* [Given passage]:
★ ★ ★ ★ ★ ★ ★

You are viewing a plain text version of this content. The canonical link for it is here.
Posted to dev@solr.apache.org by Wei <we...@gmail.com> on 2023/01/01 01:53:30 UTC

Re: Enable different schemas per shard based on core.properties

Hi Bram,

Can you explain a bit more on the approach? How does Solr Cloud maintain
different schema when update mixture of old and new documents in the same
segment?

Thanks, and happy new year!

- Wei

On Fri, Dec 23, 2022 at 8:21 AM Bram Van Dam <br...@intix.eu> wrote:

> Greetings,
>
> We ran into a pretty hairy problem on 7.7. TL;DR; we had to enable
> docValues on the unique key field in a large SolrCloud instance, without
> being able to reindex old data.
>
> This kind of worked, by specifying different config sets in
> core.properties for different shards, where new shards would get the
> schema from ZK and newly indexed data would (correctly) use DocValues,
> while old data in older shards remained unaffected.
>
> This broke when old data was modified: Solr would use the new schema for
> the updates, and the index would get corrupted because documents with
> and without docValues would be mixed in the same segment in the same
> core, which resulted in errors when retrieving the documents (curiously,
> not when merging the segments?).
>
> The linked patch, by my colleague Danny, allows Solr to use the correct
> schema when updating data in these old shards (based on the
> configuration in core.properties).
>
> We realize that this is a pretty ugly hack for a rather specific
> problem. But at the same time, Solr allows for different configSets to
> be specified for different cores, and this patch sort of improves
> support for that.
>
> This applies cleanly on (the admittedly ancient) branch_7_7. All tests
> are green, precommit checks are OK.
>
> If there is any interest in this patch, we might be able to look in to
> making it available on master or branch_9x.
>
> https://foss.intix.eu/solr/2022-12-solr-schema.patch
>
> Any feedback is of course greatly appreciated.
>
> Thanks, and season's greetings!
>
>   - Bram
>
> ---------------------------------------------------------------------
> To unsubscribe, e-mail: dev-unsubscribe@solr.apache.org
> For additional commands, e-mail: dev-help@solr.apache.org
>
>

Re: Enable different schemas per shard based on core.properties

Posted by Jan Høydahl <ja...@cominvent.com>.

★ ★ ★ ★ ★ ★ ★

* [The data]:

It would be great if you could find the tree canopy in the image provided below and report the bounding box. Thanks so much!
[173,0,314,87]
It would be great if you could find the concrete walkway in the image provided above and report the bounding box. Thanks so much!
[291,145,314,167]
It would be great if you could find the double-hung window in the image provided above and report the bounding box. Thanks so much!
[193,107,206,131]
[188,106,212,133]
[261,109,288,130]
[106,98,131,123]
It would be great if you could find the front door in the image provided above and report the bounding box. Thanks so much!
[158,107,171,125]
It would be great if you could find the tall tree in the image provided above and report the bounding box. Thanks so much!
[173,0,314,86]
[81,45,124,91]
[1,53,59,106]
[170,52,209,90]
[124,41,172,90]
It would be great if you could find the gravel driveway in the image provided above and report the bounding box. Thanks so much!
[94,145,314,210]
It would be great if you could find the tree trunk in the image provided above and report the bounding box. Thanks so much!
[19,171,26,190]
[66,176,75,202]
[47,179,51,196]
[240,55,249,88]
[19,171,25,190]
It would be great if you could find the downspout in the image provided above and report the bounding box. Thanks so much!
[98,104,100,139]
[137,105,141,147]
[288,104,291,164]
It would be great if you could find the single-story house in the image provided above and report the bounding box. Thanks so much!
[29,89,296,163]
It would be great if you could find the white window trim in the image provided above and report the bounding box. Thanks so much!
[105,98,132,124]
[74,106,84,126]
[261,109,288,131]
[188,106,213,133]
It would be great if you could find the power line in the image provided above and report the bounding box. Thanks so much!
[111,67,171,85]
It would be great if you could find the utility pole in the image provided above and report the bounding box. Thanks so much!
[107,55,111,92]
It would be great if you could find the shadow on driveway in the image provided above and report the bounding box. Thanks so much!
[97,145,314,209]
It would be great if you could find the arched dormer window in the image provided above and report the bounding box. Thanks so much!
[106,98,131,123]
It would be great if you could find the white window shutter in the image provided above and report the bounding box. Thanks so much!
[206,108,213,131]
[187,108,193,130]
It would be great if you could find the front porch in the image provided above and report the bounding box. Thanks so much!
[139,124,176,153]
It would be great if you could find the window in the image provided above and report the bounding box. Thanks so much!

★ ★ ★ ★ ★ ★ ★

* [Direction A]:
Copy out the part of the Solr thread from "You are viewing" to "happy new year!", word for word.
* [Direction B]:
Pull out every line of the records that contains the string "tree".
The Solr thread and the records have nothing to do with each other.

* [Result A]:
You are viewing a plain text version of this content. The canonical link for it is here.
Posted to dev@solr.apache.org by Wei <we...@gmail.com> on 2023/01/01 01:53:30 UTC

Re: Enable different schemas per shard based on core.properties

Hi Bram,

Can you explain a bit more on the approach? How does Solr Cloud maintain
different schema when update mixture of old and new documents in the same
segment?

Thanks, and happy new year!

* [Result B]:
It would be great if you could find the tree canopy in the image provided below and report the bounding box. Thanks so much!
It would be great if you could find the tall tree in the image provided above and report the bounding box. Thanks so much!
It would be great if you could find the tree trunk in the image provided above and report the bounding box. Thanks so much!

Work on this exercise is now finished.